Health & Safety; I am sure that I need ladder training before attempting do anything above head height. I know that I need knife training before opening all the boxes of stuff left around after the house move. Surely I need manual handling training before I move any object over 10kg.
I asked my bride whether we should wait until I had attended all said courses and the documentation was completed but she wasn’t interested in my plea.
She did, however, offer me a bottle of red and lunch at my favourite Portuguese restaurant if I agree to take part in her plans.
‘And if I don’t?’ I asked tentatively.
‘You will get your pottering P45’ she replied ‘and the promised wine and griddled chicken will be removed from your wage packet’.
As an employer Mrs M knows how to deal; a life of pottering it is. I wonder how many days holiday I get a year!
In these days of our credit being crunched we all have to make little sacrifices. I for example am committed to making sure that we consume all of the food in the house before we shop for more.
When I announced my plan to the female members of the family it was treated with a high degree of derision.
I don’t know what they are complaining about we did this every year when we went camping; its amazing how breakfast cereal can bulk out a curry on the last night of a holiday.
I searched through the kitchen and found several tins that seemed to have been in the cupboard for years; mackerel fillets, pears, luncheon meat, sweet corn, and kidney beans. I can’t remember the last time I bought sweet corn and yet there always seems to be a tin in the cupboard.

§ **ROWS**
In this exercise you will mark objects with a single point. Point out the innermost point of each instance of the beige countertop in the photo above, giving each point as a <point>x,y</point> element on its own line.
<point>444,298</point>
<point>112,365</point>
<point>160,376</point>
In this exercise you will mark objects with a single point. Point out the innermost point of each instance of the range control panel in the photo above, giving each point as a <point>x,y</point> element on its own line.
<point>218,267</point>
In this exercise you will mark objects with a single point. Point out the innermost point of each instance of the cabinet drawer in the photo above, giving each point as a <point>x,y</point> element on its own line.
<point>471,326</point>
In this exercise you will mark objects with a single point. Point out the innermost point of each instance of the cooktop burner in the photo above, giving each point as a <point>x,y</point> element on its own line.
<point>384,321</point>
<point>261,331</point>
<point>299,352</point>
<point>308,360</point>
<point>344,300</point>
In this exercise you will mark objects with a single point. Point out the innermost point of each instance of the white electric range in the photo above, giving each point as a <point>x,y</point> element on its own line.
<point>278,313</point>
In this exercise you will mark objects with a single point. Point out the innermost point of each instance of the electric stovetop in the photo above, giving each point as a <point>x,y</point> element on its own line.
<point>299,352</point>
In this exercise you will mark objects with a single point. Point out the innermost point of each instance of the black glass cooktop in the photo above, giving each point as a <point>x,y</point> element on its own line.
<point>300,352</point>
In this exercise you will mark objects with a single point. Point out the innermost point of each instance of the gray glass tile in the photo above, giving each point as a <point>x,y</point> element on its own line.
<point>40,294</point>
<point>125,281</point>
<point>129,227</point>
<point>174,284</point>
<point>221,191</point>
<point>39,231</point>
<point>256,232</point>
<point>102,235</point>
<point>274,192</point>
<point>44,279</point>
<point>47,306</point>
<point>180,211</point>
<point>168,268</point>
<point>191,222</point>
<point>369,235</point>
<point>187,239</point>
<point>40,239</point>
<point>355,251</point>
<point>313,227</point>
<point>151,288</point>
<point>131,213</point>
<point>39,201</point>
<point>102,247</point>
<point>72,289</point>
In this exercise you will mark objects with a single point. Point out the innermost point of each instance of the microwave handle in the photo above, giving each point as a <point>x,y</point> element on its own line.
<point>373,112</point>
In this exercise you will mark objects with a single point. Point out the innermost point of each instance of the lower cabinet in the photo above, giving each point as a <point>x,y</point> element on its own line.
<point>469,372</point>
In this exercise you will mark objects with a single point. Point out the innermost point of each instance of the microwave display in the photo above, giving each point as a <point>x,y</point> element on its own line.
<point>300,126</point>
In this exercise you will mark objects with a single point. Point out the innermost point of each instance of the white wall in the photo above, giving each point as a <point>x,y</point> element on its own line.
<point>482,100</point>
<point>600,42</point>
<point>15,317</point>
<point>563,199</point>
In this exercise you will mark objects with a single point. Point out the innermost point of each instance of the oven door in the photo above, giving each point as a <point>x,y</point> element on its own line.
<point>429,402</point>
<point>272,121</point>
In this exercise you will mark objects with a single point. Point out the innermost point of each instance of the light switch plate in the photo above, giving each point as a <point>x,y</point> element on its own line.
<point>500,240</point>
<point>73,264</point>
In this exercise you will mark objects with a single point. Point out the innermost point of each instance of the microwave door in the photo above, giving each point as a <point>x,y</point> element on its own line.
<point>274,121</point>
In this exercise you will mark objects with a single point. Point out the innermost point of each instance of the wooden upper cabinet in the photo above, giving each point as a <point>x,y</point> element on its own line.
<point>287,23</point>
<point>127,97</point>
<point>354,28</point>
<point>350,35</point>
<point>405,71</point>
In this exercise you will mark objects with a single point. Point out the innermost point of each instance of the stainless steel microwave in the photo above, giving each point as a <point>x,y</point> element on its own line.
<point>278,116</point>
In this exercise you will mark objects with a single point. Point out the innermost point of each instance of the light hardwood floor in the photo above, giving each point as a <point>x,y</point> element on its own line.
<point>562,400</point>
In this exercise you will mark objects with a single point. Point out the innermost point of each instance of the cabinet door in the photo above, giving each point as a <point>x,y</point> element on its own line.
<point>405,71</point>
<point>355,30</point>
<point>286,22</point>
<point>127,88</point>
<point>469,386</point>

§ **PARTS OF THE EXERCISE**
1. Based on the pottering piece, say whether each statement agrees with it. Answer yes or no for each, and quote the deciding words exactly. (a) The writer's bride agreed to wait until all the courses were attended. (b) The lunch on offer was at a Portuguese restaurant. (c) The female members of the family welcomed the plan to eat all the food in the house before shopping.
2. Reproduce the pottering piece word for word between "In these days" and "degree of derision.", inclusive.
3. Resume the pottering piece after its last sentence and keep writing.

§ **ANSWERS**
1.
(a) No: "she wasn’t interested in my plea."
(b) Yes: "lunch at my favourite Portuguese restaurant"
(c) No: "it was treated with a high degree of derision."

2.
In these days of our credit being crunched we all have to make little sacrifices. I for example am committed to making sure that we consume all of the food in the house before we shop for more.
When I announced my plan to the female members of the family it was treated with a high degree of derision.

3.
I have to admit that I couldn’t find a suitable recipe to include them all so we had an omelette made with the eggs that were seconds from their sell by date.
For dessert I offered them crushed ginger snap biscuits heated with butter, topped with ice cream and toffee sauce, which everyone agreed, proved a great success.
During my search I discovered a new taste sensation that the rest of the family were quick to turn their noses up at. It was a combination of two of my favourite tastes that, coincidently, the rest of the family cannot abide.
Liquorice pieces dipped in Marmite.
I accept that some of you will be immediately disgusted by such a thought. But there will be some, just a few, who will find the whole idea intriguing and will be rushing to the kitchen to test it out.
My wife, ever the wit, patted me on my extra sized tummy and questioned whether it was pregnancy cravings.
I have a friend who has admitted to also being conscious of the need to make savings in their weekly grocery bill. He has, however, upset his wife in the process.
Being a keen fisherman he knows the intricacies of finding the best bate for successful angling. He slipped up by admitting that although he has made the sacrifice of buying the cheapest sweet corn for the family cupboard he has continued to buy the premium brand for his favourite hobby.
It seems that saving money is important but we all need the opportunity of making a luxury decision now and again. In light of this I suggested that each family member had the chance to nominate a couple things that would not be sacrificed as part of our economy drive.
The list included such minor luxuries as coffee and breakfast cereal but there were a few items that the female members of clan Molineaux were agreed on: Tomato Sauce, Shampoo, and Tea bags.
As for me; I was happy to concede that although most value options were worth trying I was adamant that neither Marmite nor liquorice would be sacrificed. I have my standards!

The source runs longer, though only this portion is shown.